**Goal of the exercise**
Render the listing below as a numbered list with one entry per line, skipping blank lines and omitting the picture.
___ Records for this task
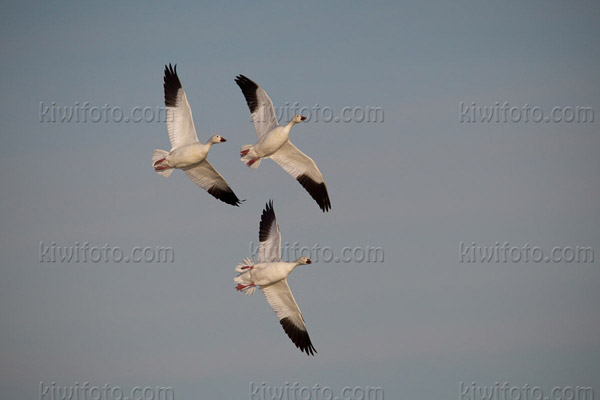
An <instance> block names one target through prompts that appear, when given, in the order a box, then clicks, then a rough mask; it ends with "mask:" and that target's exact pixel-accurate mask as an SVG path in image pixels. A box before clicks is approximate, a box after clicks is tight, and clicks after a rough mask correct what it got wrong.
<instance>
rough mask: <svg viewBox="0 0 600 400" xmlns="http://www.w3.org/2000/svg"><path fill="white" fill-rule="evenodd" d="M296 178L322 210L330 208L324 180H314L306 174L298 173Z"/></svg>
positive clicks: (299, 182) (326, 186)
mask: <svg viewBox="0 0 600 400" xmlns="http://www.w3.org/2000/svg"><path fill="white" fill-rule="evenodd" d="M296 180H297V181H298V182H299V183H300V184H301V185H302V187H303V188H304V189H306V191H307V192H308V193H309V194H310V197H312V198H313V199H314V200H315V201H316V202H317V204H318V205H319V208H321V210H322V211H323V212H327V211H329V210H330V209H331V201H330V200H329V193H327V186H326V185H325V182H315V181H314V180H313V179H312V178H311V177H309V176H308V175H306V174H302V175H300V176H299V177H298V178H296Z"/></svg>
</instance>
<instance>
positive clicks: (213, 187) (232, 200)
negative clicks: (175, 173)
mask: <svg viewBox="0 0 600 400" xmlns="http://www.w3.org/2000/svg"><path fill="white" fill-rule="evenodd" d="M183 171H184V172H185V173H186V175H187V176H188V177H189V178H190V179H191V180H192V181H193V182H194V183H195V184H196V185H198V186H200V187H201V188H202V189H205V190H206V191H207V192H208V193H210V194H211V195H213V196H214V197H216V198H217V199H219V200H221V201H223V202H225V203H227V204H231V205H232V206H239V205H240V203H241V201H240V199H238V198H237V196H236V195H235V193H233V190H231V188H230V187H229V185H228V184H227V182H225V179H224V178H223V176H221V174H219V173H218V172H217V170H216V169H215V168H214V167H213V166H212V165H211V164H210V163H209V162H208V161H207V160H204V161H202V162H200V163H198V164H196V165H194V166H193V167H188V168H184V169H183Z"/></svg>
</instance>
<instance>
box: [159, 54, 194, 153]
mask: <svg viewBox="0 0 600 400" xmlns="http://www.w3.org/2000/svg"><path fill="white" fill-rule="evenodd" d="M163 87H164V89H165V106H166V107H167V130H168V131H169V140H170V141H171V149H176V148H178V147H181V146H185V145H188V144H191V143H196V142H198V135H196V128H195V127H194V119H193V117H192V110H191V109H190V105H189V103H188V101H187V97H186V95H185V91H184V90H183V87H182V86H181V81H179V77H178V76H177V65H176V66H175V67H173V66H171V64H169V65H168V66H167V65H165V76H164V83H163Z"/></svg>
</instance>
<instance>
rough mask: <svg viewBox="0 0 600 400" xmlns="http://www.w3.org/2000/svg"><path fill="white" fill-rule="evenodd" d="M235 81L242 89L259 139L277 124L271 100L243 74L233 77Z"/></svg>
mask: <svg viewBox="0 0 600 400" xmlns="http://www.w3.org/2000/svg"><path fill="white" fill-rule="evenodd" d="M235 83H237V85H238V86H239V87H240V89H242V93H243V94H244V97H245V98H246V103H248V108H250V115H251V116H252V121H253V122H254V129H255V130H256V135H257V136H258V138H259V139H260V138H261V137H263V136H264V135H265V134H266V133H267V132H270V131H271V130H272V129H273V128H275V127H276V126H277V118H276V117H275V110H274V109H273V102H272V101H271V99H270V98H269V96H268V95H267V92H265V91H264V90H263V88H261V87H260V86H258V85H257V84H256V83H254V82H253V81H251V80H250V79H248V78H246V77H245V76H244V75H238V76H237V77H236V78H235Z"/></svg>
______
**Answer below**
1. An <instance> block names one target through prompts that appear, when given, in the order a box, then clicks, then a rough mask; it ends with "mask:" and that target's exact pixel-accurate mask as an SVG path in image pixels. A box before clicks is approximate, a box after clicks is tight, and clicks after a rough mask correct what it got wrong.
2. <instance>
3. rough mask: <svg viewBox="0 0 600 400" xmlns="http://www.w3.org/2000/svg"><path fill="white" fill-rule="evenodd" d="M296 178L322 210L330 208L324 180H314L306 174L298 173Z"/></svg>
4. positive clicks: (299, 182) (326, 186)
5. mask: <svg viewBox="0 0 600 400" xmlns="http://www.w3.org/2000/svg"><path fill="white" fill-rule="evenodd" d="M296 180H297V181H298V182H299V183H300V184H301V185H302V187H303V188H304V189H306V191H307V192H308V193H309V194H310V197H312V198H313V199H314V200H315V201H316V202H317V204H318V205H319V208H321V210H322V211H323V212H327V211H329V210H330V209H331V201H330V200H329V193H327V186H326V185H325V182H315V181H314V180H313V179H312V178H311V177H309V176H308V175H306V174H302V175H300V176H299V177H298V178H296Z"/></svg>
6. </instance>
7. <instance>
8. positive clicks: (213, 187) (232, 200)
9. negative clicks: (175, 173)
10. mask: <svg viewBox="0 0 600 400" xmlns="http://www.w3.org/2000/svg"><path fill="white" fill-rule="evenodd" d="M183 171H184V172H185V173H186V175H187V176H188V177H189V178H190V179H191V180H192V181H193V182H194V183H195V184H196V185H198V186H200V187H201V188H202V189H205V190H206V191H207V192H208V193H210V194H211V195H213V196H214V197H216V198H217V199H219V200H221V201H223V202H225V203H227V204H231V205H232V206H239V205H240V203H241V201H240V199H238V198H237V196H236V195H235V193H233V190H231V188H230V187H229V185H228V184H227V182H225V179H224V178H223V176H221V174H219V173H218V172H217V170H216V169H215V168H214V167H213V166H212V165H211V164H210V163H209V162H208V161H207V160H204V161H202V162H200V163H198V164H196V165H194V166H193V167H188V168H184V169H183Z"/></svg>
11. </instance>
12. <instance>
13. box: [159, 54, 194, 153]
14. mask: <svg viewBox="0 0 600 400" xmlns="http://www.w3.org/2000/svg"><path fill="white" fill-rule="evenodd" d="M163 87H164V89H165V106H166V107H167V130H168V131H169V140H170V141H171V149H176V148H178V147H181V146H185V145H188V144H191V143H196V142H198V135H196V128H195V127H194V119H193V117H192V110H191V109H190V105H189V103H188V101H187V97H186V95H185V91H184V90H183V87H182V86H181V81H179V77H178V76H177V65H176V66H175V67H173V66H171V64H169V65H168V66H167V65H165V76H164V83H163Z"/></svg>
15. </instance>
16. <instance>
17. rough mask: <svg viewBox="0 0 600 400" xmlns="http://www.w3.org/2000/svg"><path fill="white" fill-rule="evenodd" d="M235 81L242 89L259 139L277 124L271 100L243 74L233 77Z"/></svg>
18. mask: <svg viewBox="0 0 600 400" xmlns="http://www.w3.org/2000/svg"><path fill="white" fill-rule="evenodd" d="M235 83H237V85H238V86H239V87H240V89H242V93H243V94H244V97H245V98H246V103H248V108H250V115H251V116H252V121H253V122H254V129H255V130H256V135H257V136H258V138H259V139H260V138H261V137H263V136H264V135H265V134H266V133H267V132H270V131H271V130H272V129H273V128H275V127H276V126H277V118H276V117H275V110H274V109H273V102H272V101H271V99H270V98H269V96H268V95H267V92H265V91H264V90H263V88H261V87H260V86H258V85H257V84H256V83H254V82H253V81H251V80H250V79H248V78H246V77H245V76H244V75H238V76H237V77H236V78H235Z"/></svg>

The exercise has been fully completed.